━━ Document ━━
The defense to plaintiff’s suit is that the attorney-fee contract was made while a confidential relation existed between plaintiff and defendants without a full and fair disclosure of the facts on which the contract was predicated, it exacts an unreasonable and exorbitant fee and is oppressive, plaintiff failed to perform the contract, there was no consideration for it or at least a failure of consideration. On the third day of the trial defendants amended their answer by alleging that because of plaintiff’s negligence in failing to commence action to set aside the codicil to testator’s will and plaintiff’s misrepresentations to defendants to induce them not to contest the codicil defendants were damaged in the sum of $50,000 which should be set off against any amount due plaintiff.

I. The trial court found against defendants on all issues except he found the relation of attorney and client existed between plaintiff and defendants at the time the contract was made. Defendants are mistaken in asserting that because plaintiff did not appeal from this finding adverse to him it must now be taken *389 as a verity. We bave frequently pointed out that a party who wins his case cannot appeal from a mere adverse finding. It is not prejudicial to him. See Creel v. Hammans, 232 Iowa 95, 5 N.W.2d 169, and citations; Shaw v. Addison, 236 Iowa 720, 733, 18 N.W.2d 796, 803, and citations; Roth v. Headlee, 238 Iowa 1340, 1348, 29 N.W.2d 923, 927; In re Estate of Tone, 240 Iowa 1315, 1320, 39 N.W.2d 401, 404, 405.
━━━
> Task list:
A) Decide whether each statement agrees with the court opinion, answering yes or no and quoting the exact words of the opinion that settle it: (i) Defendants amended their answer on the third day of the trial. (ii) The trial court found that no attorney-client relation existed when the contract was made. (iii) Plaintiff appealed from the finding that went against him.
B) In the court opinion, what amount of damages did defendants claim should be set off against any amount due plaintiff?
C) Write the next part of the court opinion, starting after its final sentence.
The lines after this point come from a separate source and have no connection to the court opinion.
━━ Data extract ━━
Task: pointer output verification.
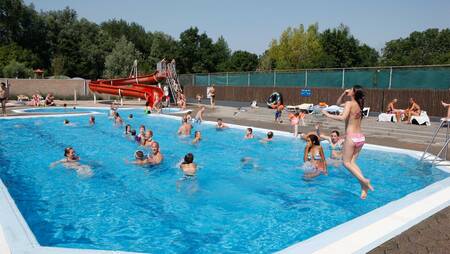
━━━
> Results of the tasks:
A)
(i) Yes: "On the third day of the trial defendants amended their answer"
(ii) No: "he found the relation of attorney and client existed between plaintiff and defendants at the time the contract was made"
(iii) No: "because plaintiff did not appeal from this finding adverse to him"

B) $50,000.

C)
Plaintiff has argued, as he may without appealing, this adverse finding is erroneous and there was no relation of attorney and client between him and defendants when the attorney-fee contract was made. See Katz Investment Co. v. Lynch, 242 Iowa 640, 646, 47 N.W.2d 800, 804, and citations; In re Application of National Freight Lines, 241 Iowa 179, 184, 40 N.W.2d 612, 615, and citations; Iowa Elec. Co. v. Home Ins. Co., 235 Iowa 672, 676, 17 N.W.2d 414, 416, and citations.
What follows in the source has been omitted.